**Pointing dataset records**
-------------------------
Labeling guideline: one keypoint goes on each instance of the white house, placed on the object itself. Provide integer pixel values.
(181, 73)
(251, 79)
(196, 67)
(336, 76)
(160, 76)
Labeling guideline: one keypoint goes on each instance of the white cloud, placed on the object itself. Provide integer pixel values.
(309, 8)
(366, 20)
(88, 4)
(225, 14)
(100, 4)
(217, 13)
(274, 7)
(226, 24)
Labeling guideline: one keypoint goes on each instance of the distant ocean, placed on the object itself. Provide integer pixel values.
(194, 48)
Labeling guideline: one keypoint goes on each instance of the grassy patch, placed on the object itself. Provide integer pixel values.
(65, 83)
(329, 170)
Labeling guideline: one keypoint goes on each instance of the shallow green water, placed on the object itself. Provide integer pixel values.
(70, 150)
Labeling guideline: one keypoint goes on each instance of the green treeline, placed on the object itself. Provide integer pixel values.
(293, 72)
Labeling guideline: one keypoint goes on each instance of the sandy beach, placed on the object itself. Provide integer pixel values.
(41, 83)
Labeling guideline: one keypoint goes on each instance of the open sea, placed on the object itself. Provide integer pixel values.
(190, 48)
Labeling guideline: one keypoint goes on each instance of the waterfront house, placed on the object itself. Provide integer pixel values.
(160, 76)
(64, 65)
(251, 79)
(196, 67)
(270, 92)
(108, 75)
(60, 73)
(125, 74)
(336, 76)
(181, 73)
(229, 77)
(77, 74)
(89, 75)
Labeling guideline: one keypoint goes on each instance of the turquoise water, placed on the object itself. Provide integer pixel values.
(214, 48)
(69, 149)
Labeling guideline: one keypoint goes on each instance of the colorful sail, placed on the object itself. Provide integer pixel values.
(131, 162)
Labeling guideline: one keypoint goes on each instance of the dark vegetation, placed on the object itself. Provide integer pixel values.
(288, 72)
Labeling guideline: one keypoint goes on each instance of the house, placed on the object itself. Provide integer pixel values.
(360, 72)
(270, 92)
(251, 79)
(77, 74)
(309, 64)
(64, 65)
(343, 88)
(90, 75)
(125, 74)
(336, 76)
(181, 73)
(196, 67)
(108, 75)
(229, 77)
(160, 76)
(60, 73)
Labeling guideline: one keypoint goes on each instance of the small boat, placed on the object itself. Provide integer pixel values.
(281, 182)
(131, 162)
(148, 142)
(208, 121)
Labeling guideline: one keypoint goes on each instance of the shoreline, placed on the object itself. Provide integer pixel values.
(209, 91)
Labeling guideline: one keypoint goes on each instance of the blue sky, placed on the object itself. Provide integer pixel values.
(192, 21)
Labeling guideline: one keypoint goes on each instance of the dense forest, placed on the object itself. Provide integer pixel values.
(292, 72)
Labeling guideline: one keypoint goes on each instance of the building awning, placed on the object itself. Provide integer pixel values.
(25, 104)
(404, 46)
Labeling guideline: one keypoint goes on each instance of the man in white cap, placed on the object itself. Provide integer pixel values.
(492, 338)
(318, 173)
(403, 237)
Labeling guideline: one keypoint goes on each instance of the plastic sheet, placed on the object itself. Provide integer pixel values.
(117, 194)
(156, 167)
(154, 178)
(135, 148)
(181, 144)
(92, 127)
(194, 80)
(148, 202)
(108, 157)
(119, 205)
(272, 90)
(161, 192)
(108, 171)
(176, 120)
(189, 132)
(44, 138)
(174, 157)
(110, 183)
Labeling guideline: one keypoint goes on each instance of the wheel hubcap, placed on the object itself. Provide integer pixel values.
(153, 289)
-------------------------
**What you have to do**
Transcribe every line from the one containing "of the building" down to the last line, inclusive, with no changes.

**Result below**
Labeling guideline: one keypoint goes on each instance of the building awning, placed on the object itself. Provide integer pixel values.
(25, 104)
(404, 46)
Labeling guideline: one keypoint goes on each instance of the man in white cap, placed on the object itself. Provide integer pixel values.
(492, 338)
(318, 173)
(403, 237)
Labeling guideline: one keypoint goes on each instance of the plastic sheet, placed on the object itself. Provide integer pixel values.
(117, 194)
(156, 167)
(154, 178)
(135, 148)
(181, 144)
(92, 127)
(194, 80)
(148, 202)
(108, 157)
(119, 205)
(272, 90)
(161, 192)
(108, 171)
(176, 120)
(189, 132)
(44, 138)
(174, 157)
(110, 183)
Labeling guideline: one keypoint goes on each instance of the wheel hubcap, placed on the object itself. Provide integer pixel values.
(153, 289)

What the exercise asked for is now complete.